> DO THIS: Print each of the entries below verbatim, keeping every character and line break unchanged.

◆ ◆ ◆ ◆ ◆ ◆ ◆

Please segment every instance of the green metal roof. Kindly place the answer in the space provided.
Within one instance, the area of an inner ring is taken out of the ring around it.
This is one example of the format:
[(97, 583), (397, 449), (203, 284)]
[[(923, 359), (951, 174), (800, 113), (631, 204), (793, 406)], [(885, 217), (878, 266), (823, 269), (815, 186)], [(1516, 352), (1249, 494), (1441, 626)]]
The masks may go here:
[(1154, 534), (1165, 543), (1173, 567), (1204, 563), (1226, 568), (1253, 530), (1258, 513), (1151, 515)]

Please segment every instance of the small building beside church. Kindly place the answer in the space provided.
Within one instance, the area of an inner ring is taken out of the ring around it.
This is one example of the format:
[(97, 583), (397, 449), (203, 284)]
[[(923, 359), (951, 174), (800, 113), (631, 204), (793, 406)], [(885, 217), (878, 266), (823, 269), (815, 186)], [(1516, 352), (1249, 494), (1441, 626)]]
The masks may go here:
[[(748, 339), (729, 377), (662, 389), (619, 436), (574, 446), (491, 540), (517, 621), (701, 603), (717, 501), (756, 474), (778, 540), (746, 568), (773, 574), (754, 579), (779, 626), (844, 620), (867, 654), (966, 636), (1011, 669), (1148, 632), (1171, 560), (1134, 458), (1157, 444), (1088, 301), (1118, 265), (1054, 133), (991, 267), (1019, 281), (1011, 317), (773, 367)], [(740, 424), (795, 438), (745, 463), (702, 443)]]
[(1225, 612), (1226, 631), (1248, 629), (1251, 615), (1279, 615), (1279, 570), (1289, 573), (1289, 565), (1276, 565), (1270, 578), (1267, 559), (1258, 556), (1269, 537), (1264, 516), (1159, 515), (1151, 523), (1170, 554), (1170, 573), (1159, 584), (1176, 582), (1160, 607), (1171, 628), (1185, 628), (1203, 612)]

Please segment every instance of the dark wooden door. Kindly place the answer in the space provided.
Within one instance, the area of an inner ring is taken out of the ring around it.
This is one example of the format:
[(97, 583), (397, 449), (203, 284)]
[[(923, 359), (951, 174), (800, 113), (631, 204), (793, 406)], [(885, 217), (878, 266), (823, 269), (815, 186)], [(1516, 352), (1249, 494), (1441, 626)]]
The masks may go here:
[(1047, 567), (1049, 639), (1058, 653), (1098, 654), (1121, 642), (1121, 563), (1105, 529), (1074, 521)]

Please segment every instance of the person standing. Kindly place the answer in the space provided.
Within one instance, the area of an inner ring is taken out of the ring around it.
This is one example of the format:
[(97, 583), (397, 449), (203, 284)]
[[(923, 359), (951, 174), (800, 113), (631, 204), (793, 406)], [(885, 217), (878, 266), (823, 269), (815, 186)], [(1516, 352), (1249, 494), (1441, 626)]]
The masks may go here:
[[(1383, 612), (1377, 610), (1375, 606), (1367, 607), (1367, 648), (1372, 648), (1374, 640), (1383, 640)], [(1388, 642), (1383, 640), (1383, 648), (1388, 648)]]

◆ ◆ ◆ ◆ ◆ ◆ ◆

> ANSWER TO THIS TASK:
Please segment every instance of the green metal roof. Kindly place the answer in the space provided.
Within one instance, the area of an inner ring is taken out of the ring around it.
This is one example of the format:
[(97, 583), (397, 449), (203, 284)]
[[(923, 359), (951, 174), (800, 113), (631, 204), (793, 406)], [(885, 217), (878, 266), (823, 269), (815, 186)], [(1516, 352), (1249, 494), (1441, 626)]]
The masks may go here:
[(1154, 534), (1165, 543), (1173, 567), (1204, 563), (1226, 568), (1253, 530), (1258, 513), (1151, 515)]

Please segment every instance of the small building beside church. Kindly place the answer in the space provided.
Within one instance, the area of an inner ring is taken out of the ring around it.
This is one example of the format:
[(97, 583), (397, 449), (203, 284)]
[[(923, 359), (951, 174), (800, 113), (631, 204), (793, 406)], [(885, 217), (878, 266), (823, 269), (815, 186)], [(1516, 352), (1249, 494), (1441, 626)]]
The masks may go here:
[[(748, 339), (729, 377), (662, 389), (619, 436), (574, 446), (491, 540), (517, 621), (701, 603), (717, 501), (756, 474), (778, 540), (746, 568), (773, 574), (754, 579), (779, 626), (844, 620), (867, 654), (966, 636), (1011, 669), (1148, 632), (1171, 560), (1134, 458), (1157, 444), (1088, 301), (1118, 265), (1054, 133), (991, 267), (1019, 281), (1011, 317), (773, 367)], [(740, 424), (795, 438), (745, 463), (702, 443)]]
[(1225, 612), (1226, 631), (1248, 629), (1251, 615), (1279, 615), (1279, 570), (1289, 573), (1289, 565), (1276, 565), (1270, 578), (1267, 559), (1258, 556), (1269, 537), (1264, 516), (1159, 515), (1151, 523), (1170, 554), (1170, 573), (1159, 584), (1176, 582), (1160, 607), (1171, 628), (1185, 628), (1203, 612)]

Please segment every instance of the dark wooden door. Kindly place the answer in the space provided.
Within one instance, the area of an inner ring is taken out of the ring around it.
This is one example of the format:
[(97, 583), (397, 449), (203, 284)]
[[(923, 359), (951, 174), (800, 113), (631, 204), (793, 406)], [(885, 217), (878, 266), (823, 269), (815, 186)], [(1516, 352), (1249, 494), (1441, 626)]]
The masks may go here:
[(1047, 567), (1049, 639), (1058, 653), (1098, 654), (1121, 642), (1121, 563), (1105, 529), (1074, 521)]

Please segment every instance of the person standing. Kindly place the answer in the space provided.
Within one instance, the area of an inner ring is taken out of the ring around it.
This is one example of the format:
[(97, 583), (397, 449), (203, 284)]
[[(923, 359), (951, 174), (800, 113), (631, 204), (793, 406)], [(885, 217), (878, 266), (823, 269), (815, 186)], [(1516, 352), (1249, 494), (1441, 626)]]
The masks may go here:
[[(1383, 612), (1377, 610), (1375, 606), (1367, 607), (1367, 648), (1372, 648), (1374, 640), (1383, 640)], [(1388, 642), (1383, 640), (1383, 648), (1388, 648)]]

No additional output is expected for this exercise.